**Extrait affiché:**
4. En considérant dès lors que la constatation que les retenues effectuées par l'Union nationale des mutualités socialistes à la demande du demandeur sont légales puisque fondées sur l'article 1410, §§ 4, 5 et 6, du Code judiciaire ne fait pas obstacle à ce que les juridictions du travail puissent accorder des termes et délais sur la base de l'article 1244, alinéa 2, du Code civil, en sorte que les retenues effectuées devaient être réduites à cinquante euros par mois et qu'il convenait, par voie de conséquence, de suspendre pendant le cours du plan d'apurement les retenues effectuées à la demande du demandeur et portant sur des montants plus importants, l'arrêt ne justifie pas légalement sa décision (violation des articles 1410, § 4, du Code judiciaire, 1244, alinéa 2, et 1292 du Code civil).

III. La décision de la Cour

Conformément à l'article 1410, § 4, alinéas 1er et 3, du Code judiciaire, dans sa rédaction applicable au litige, les prestations payées indûment à l'aide des ressources et moyens financiers qui y sont précisés peuvent être récupérées d'office, soit par l'organisme ou le service créancier jusqu'à concurrence de dix pour cent de chaque prestation ultérieure fournie au débiteur de l'indu ou à ses ayants droit, soit, à défaut de prestation encore due par cet organisme ou ce service et à la demande de celui-ci, par un organisme ou un service versant l'une des prestations visées au paragraphe 1er, 2°, 3°, 4°, 5° et 8°, jusqu'à concurrence de dix pour cent du montant de cette prestation.

**Données enregistrées:**
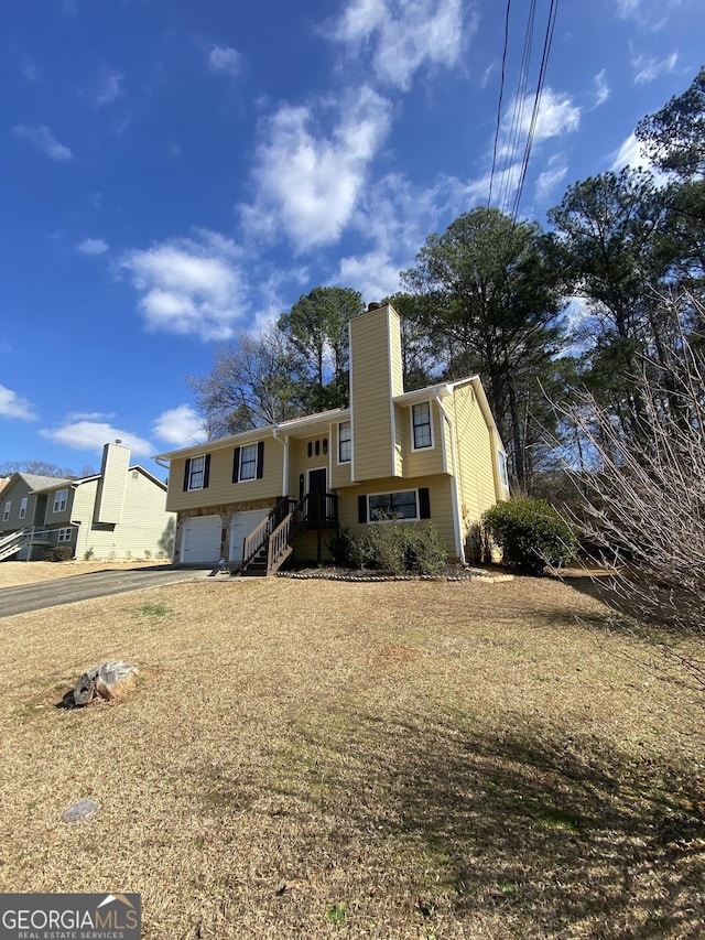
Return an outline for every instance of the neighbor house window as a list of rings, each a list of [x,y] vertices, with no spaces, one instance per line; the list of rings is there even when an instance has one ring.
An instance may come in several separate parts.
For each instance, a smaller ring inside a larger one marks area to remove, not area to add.
[[[414,432],[414,451],[423,447],[433,447],[433,434],[431,433],[431,403],[422,401],[412,406],[411,423]]]
[[[497,462],[499,464],[499,479],[502,486],[509,489],[509,477],[507,476],[507,454],[503,451],[497,451]]]
[[[57,489],[54,494],[54,512],[63,512],[68,501],[68,490]]]
[[[341,421],[338,424],[338,463],[347,464],[352,460],[352,434],[350,422]]]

**Exercices:**
**1.** D'après l'extrait affiché, jusqu'à concurrence de quel pourcentage de chaque prestation ultérieure l'organisme ou le service créancier peut-il récupérer d'office les prestations payées indûment ?
**2.** Énumérez tous les points du paragraphe 1er que l'extrait affiché cite après les mots « l'une des prestations visées au paragraphe 1er ».
**3.** Reprenez l'extrait affiché sur la récupération des prestations payées indûment, à la suite de sa dernière phrase.

**Réponses par exercice:**
**1.** Jusqu'à concurrence de dix pour cent de chaque prestation ultérieure.

**2.** 2°, 3°, 4°, 5° et 8°.

**3.**
La récupération ne peut, en vertu de l'article 1410, § 4, alinéa 6, avoir pour effet de réduire le revenu du débiteur ou de ses ayants droit à un montant inférieur à celui du minimum de moyens d'existence prévu pour la catégorie à laquelle ils appartiennent par la loi du 7 août 1974 instituant le droit à un minimum de moyens d'existence.
Ce mode de récupération de l'indu est une forme de compensation légale.
Aux termes de l'article 1292 du Code civil, le terme de grâce n'est point un obstacle à la compensation.
Cette disposition exclut qu'un terme de grâce accordé par le juge en vertu de l'article 1244, alinéa 2, du Code civil puisse, en différant l'exigibilité d'une dette du débiteur, empêcher que s'opère jusqu'à due concurrence la compensation avec celle-ci d'une dette envers lui de son créancier.
En déterminant les conditions auxquelles l'indu est exigible, l'article 1410, § 4, du Code judiciaire interdit dès lors au juge saisi du recours ouvert au débiteur ou à ses ayants droit par l'article 1410, § 5, alinéas 1er, 2°, et 5, d'accorder à ceux-ci un terme de grâce suspendant au-delà de cette mesure la compensation prévue par la loi.
L'arrêt, qui considère que, « si les retenues accomplies à la demande [du demandeur] par [la partie appelée en déclaration d'arrêt commun] sont légales, puisque fondées sur l'article 1410, §§ 4, 5 et 6, du Code judiciaire, cette constatation ne fait pas obstacle à la possibilité pour les juridictions du travail d'accorder des termes et délais sur la base de l'article 1244, alinéa 2, du Code civil », viole les articles 1292 du Code civil et 1410, § 4, du Code judiciaire.
Le moyen est fondé.

Et le demandeur a intérêt à ce que le présent arrêt soit déclaré commun à la partie appelée à la cause devant la Cour à cette fin.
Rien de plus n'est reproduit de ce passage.